## Aim of the exercise
Select every line below that contains the string "wooden", matching case exactly, and copy each one.

— begin —

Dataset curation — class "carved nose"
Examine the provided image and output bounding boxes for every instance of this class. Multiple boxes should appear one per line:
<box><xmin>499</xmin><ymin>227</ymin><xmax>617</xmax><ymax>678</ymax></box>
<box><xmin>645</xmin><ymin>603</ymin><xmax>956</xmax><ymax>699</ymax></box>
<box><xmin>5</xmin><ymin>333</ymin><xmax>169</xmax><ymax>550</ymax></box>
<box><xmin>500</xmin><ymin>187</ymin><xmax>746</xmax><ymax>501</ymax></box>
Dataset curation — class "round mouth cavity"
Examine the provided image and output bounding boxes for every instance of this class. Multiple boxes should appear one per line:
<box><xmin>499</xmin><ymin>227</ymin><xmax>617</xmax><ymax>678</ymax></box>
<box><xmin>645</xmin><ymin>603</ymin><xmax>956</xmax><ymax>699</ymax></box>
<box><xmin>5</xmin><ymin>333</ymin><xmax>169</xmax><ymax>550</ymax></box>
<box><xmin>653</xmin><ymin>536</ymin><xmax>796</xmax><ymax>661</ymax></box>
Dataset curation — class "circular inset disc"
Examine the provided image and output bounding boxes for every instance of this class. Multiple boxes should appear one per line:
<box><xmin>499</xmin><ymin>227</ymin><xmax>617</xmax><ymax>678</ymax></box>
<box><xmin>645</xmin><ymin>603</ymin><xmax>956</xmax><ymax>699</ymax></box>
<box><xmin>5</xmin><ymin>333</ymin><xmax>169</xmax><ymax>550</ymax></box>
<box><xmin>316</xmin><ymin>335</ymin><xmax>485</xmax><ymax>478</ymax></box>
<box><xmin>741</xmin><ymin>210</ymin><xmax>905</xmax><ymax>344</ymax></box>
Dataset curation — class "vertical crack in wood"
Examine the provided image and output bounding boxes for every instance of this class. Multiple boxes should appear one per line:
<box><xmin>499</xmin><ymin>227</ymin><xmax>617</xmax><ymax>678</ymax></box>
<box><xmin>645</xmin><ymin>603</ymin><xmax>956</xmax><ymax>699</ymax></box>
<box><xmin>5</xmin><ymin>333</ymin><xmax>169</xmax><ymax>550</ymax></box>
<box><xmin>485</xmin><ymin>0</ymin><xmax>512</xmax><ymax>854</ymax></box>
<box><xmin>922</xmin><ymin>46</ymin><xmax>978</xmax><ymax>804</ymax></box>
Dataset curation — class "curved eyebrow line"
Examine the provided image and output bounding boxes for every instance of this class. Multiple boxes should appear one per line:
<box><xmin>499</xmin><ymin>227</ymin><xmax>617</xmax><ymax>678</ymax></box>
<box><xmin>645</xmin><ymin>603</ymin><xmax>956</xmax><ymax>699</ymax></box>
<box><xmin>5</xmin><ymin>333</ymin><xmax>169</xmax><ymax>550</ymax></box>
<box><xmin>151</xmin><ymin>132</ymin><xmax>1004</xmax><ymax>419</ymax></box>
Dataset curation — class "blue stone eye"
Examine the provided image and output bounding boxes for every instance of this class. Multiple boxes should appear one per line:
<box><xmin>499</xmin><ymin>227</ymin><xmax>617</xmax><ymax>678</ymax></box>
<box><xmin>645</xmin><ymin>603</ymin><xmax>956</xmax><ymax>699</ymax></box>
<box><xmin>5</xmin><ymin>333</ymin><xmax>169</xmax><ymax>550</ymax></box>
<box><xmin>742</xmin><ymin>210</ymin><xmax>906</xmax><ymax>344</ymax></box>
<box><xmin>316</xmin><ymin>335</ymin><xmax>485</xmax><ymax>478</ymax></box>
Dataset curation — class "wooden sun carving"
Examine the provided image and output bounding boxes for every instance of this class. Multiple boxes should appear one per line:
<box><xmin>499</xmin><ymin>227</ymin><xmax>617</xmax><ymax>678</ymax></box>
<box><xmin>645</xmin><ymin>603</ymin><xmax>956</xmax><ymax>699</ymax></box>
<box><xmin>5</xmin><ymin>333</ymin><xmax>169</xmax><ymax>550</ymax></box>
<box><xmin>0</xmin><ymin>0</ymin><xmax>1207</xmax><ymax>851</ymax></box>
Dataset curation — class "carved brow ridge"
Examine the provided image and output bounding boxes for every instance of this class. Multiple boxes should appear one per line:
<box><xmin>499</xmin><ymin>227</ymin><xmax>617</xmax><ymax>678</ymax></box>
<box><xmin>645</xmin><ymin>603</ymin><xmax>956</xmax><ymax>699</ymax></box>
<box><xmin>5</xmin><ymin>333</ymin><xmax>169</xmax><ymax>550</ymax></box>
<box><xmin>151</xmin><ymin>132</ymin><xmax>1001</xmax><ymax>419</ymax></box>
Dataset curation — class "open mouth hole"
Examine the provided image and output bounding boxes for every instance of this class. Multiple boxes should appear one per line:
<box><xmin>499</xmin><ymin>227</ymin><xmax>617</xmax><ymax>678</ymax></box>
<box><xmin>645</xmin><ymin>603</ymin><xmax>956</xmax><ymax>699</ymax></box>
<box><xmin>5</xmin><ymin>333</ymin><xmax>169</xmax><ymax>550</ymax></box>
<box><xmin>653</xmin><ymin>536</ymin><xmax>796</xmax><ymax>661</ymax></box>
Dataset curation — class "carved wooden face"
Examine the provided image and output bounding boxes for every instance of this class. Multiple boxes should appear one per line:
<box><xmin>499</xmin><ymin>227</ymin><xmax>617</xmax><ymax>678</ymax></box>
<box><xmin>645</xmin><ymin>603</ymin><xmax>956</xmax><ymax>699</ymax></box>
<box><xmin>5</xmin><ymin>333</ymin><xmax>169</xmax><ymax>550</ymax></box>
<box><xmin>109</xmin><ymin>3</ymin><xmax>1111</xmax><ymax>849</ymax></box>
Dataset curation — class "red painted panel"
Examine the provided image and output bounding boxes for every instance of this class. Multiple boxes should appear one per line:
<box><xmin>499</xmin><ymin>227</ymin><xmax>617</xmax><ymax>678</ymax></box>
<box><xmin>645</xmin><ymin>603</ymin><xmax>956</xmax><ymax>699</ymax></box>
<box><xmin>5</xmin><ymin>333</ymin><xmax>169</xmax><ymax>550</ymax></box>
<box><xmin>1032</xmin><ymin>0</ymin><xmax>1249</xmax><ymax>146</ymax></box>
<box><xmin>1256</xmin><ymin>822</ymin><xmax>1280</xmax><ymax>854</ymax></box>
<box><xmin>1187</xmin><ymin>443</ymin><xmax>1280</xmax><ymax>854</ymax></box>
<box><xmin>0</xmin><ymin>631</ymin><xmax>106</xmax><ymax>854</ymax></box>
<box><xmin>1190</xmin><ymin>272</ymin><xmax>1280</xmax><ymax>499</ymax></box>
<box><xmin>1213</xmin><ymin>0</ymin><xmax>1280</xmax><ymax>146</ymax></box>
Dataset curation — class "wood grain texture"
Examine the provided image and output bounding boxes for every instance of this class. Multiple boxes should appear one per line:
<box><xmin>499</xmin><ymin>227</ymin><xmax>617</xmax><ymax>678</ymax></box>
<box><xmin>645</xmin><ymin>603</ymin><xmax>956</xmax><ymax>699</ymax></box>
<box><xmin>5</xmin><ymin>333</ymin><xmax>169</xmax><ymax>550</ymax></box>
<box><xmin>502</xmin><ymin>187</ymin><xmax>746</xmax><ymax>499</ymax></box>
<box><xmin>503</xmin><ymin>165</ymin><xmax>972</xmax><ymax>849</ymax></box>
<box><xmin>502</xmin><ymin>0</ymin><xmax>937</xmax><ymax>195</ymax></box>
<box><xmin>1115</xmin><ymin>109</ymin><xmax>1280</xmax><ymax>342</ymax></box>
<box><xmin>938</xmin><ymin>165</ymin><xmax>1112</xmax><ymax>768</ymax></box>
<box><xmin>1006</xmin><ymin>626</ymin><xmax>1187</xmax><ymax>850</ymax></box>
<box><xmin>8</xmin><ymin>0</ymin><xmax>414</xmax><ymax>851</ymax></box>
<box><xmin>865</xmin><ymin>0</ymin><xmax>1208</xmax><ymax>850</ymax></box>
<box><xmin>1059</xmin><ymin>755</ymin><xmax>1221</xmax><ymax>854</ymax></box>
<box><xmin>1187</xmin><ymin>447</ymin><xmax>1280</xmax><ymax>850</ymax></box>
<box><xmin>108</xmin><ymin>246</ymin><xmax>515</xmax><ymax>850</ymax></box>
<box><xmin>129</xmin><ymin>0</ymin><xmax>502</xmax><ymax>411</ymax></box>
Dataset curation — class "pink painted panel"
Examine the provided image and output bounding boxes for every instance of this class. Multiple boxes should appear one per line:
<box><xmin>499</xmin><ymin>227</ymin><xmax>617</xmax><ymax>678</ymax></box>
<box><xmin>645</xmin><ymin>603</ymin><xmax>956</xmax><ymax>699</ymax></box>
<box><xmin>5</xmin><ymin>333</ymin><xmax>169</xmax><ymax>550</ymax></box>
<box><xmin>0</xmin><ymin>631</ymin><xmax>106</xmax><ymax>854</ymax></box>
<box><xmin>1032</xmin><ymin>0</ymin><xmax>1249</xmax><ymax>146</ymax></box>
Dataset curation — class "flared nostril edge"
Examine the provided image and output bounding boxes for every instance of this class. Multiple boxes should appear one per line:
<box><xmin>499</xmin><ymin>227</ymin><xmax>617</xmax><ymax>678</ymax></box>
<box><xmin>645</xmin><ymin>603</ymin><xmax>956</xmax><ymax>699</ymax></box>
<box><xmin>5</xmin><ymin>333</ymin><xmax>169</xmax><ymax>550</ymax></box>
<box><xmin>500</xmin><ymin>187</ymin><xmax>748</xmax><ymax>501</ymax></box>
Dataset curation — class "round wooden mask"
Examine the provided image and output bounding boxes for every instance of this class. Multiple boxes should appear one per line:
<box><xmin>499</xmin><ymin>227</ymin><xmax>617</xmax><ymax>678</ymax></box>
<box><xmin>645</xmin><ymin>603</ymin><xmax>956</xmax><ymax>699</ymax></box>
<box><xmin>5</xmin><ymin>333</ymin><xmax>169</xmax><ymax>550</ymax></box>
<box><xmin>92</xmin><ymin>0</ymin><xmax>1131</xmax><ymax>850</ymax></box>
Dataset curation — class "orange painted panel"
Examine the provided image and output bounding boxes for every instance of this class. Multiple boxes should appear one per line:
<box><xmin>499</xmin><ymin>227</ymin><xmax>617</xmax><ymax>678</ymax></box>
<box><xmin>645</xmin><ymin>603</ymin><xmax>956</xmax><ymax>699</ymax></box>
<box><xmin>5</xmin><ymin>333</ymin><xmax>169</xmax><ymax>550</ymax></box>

— end —

## Answer
Dataset curation — class "wooden sun carving"
Dataset curation — class "carved wooden face"
Dataset curation — class "round wooden mask"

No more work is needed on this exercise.